▸ TEXT EXCERPT:
====================
Judicial Proceedings in FF Court
- Having located and reviewing the FF file and hearing from prosecuting Counsel, I take judicial notice of these substantive and procedural
facts in regards to the 1/07/21 proceedings:
- (a) The Defendant was charged in the FF Court with insulting words for an incident which took place on 21 April 2021 at Vaitele Fou.
- (b) There is no record of a plea entered but he must have denied the charge at the first mention on 21/05/21 as the entry on file
shows that it was adjourned to 1/07/21 for hearing.
- (c) On 1/07/21 the matter was called before Faamasino Fesoasoani Malamaalii F Levi where the next recorded entry is a conviction
and 5 months’ imprisonment.
- (d) The duly executed Warrant of Commitment to Imprisonment dated 1 July 2021 does confirm that Mareko was sentenced to a conviction
and 5 months’ imprisonment for the offence of insulting words for an incident on 21 April 2021.
- (e) The final penalty imposed effectively meant that as of the instant date when Mareko appeared for sentence on other charges, he
had been in custody for approximately 4 months and 10 days.
Approach in this Court
- I was naturally very concerned with this discovery and moved to immediately deal with it even though it was not brought to my attention
by any party. In my respectful view, once discovered, this court is at liberty to act quickly to correct an error of this nature
which affects substantial rights of a defendant.[1] This becomes even more salient in this case especially since Mareko had already served 1 month 10 days of the erroneous portion of
the sentence. Due to time constraints and urgency of the matter at hand, this brief ruling will only deal with the most significant
issues at the heart of this matter.
Primary Issues
- The primary issues of concern here are:
- (i) Judicial criminal sentencing which must be within the maximum penalty legislated by the charging provision;
- (ii) Erroneous sentence, unlawful detention, miscarriage of justice and harm to the Accused.
Jurisdiction of District Court to Correct Error
- Section 61 District Court Act 1961 deals with trials before a judge or Faamasino Fesoasoani and provides:
- 61. Trials by Judges or Fa’amasino Fesoasoani - (1) A Judge or Fa’amasino Fesoasoani acts as the sole arbiters in any proceedings brought in a District Court, and have all
necessary authority to determine any questions of fact or law.
- By operation of sections 61 above and common law principles, the District Court have a clear and unqualified duty to review and correct
plain errors arising from the FF court affecting substantial rights of defendants. As I observed in a number of cases including P v Wendt[2], Asian Taste v AH Sam[3] and Mataafa v Ministry of Revenue[4], this Court does not have inherent jurisdiction unlike the Supreme Court. Rather it is endowed with inherent powers necessary for it
to act effectively within its jurisdiction. I had referred in those cases to the NZ Court of Appeal case of AG v Otahuhu District Court[5] adopted by the learned CJ Sapolu in Duffy v Toailoa[6] where it was explained that:
- “As a statutory Court of limited jurisdiction, the District Court does not have an inherent jurisdiction to make any order
necessary to enable it to act effectively as does the High Court. It is well settled, however, that as ancillary to its particular
jurisdiction it has the powers necessary to enable it to act effectively within that jurisdiction. The most important of these inherent
powers are the powers of a Court, subject to the rules of Court and to statute, to regulate its own procedure, to ensure fairness
in investigative and trial procedures and to prevent an abuse of its process.”
====================
▸ DATA IN THIS EXERCISE:
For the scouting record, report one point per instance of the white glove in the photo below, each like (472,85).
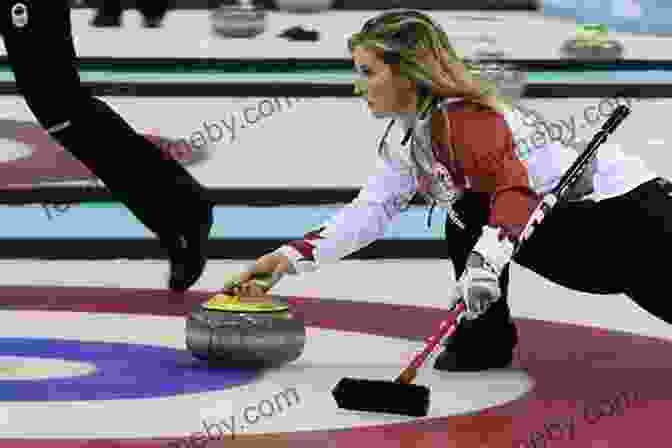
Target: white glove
====================
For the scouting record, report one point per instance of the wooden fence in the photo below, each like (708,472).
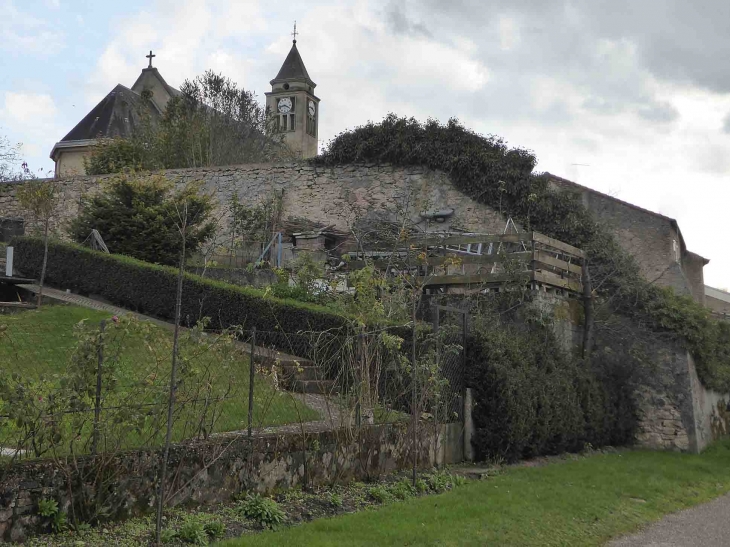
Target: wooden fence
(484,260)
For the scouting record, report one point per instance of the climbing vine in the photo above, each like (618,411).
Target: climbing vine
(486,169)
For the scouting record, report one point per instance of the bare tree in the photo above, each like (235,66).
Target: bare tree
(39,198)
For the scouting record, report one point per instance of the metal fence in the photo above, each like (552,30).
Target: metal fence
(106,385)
====================
▸ THE TASKS:
(1) Translate this sentence from the court ruling into Spanish: "Rather it is endowed with inherent powers necessary for it to act effectively within its jurisdiction."
(2) In the records, begin at the line that has "each like (472,85)." and stop after the line that has "Target: white glove". Write those lines out again with "scouting record" swapped for "survey log", and leave the picture out.

▸ IN RESPONSE:
(1) Más bien, está dotado de los poderes inherentes necesarios para actuar con eficacia dentro de su jurisdicción.

(2)
For the survey log, report one point per instance of the white glove in the photo below, each like (472,85).
Target: white glove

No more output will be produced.